### Problem to solve
Only an exact copy of the records, from the line with "Each instance of the lake" through the last line, is wanted.
[[ Study material open ]]
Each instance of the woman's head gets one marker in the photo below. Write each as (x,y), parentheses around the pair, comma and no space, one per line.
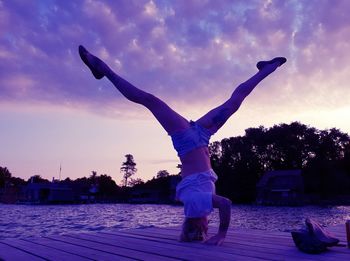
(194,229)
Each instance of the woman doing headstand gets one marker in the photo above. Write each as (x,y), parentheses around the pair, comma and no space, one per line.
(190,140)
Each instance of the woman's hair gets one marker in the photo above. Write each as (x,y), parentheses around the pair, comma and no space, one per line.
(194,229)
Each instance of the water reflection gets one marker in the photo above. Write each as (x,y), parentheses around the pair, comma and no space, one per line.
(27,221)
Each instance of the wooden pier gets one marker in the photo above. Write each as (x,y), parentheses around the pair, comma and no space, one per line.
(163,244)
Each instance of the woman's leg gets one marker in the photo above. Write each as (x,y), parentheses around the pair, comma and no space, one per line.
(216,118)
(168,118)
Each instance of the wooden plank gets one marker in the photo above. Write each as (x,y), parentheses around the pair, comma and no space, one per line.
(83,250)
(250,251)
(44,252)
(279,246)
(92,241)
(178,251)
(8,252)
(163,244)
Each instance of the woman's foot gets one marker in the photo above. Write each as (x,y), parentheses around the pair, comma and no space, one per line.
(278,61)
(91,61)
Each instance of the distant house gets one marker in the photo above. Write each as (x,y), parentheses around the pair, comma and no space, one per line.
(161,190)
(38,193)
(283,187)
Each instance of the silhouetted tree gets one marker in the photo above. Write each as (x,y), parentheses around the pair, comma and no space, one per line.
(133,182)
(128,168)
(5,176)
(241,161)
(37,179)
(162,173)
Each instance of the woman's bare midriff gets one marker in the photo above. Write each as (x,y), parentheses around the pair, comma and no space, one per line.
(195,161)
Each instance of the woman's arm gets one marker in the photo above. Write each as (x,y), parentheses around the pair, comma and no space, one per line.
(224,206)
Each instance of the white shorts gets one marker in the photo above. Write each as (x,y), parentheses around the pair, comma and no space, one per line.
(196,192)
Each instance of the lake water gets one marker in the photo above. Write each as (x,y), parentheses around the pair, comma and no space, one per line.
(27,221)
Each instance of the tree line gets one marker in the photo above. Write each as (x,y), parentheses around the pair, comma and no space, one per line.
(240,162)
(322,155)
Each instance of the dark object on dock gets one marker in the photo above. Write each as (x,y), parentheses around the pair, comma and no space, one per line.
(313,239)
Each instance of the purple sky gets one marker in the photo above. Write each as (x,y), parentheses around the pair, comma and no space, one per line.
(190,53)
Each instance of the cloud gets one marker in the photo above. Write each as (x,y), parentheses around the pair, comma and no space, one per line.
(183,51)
[[ Study material closed ]]
### Response box
Each instance of the lake water gets one marker in the photo above. Write each as (x,y), parentheses around the pair, comma and no space, one per line.
(27,221)
Each instance of the tree line gets one marker in the photo above. Write each as (x,y), parentheses around the pair, comma and no space, one per line.
(240,162)
(322,155)
Each instance of the dark object on dock gets one marker in the photo above. Write each as (x,y), parentheses around the pair, comma and no space, one per line.
(313,239)
Each instance of the purple sky gets one marker in the photo above. Write each as (x,y), parentheses around the pair, comma and no space, one per line.
(190,53)
Each instance of the cloud gets one marker in the photo above. Write each as (x,y), parentheses around the pair, comma and no space, one per line.
(183,51)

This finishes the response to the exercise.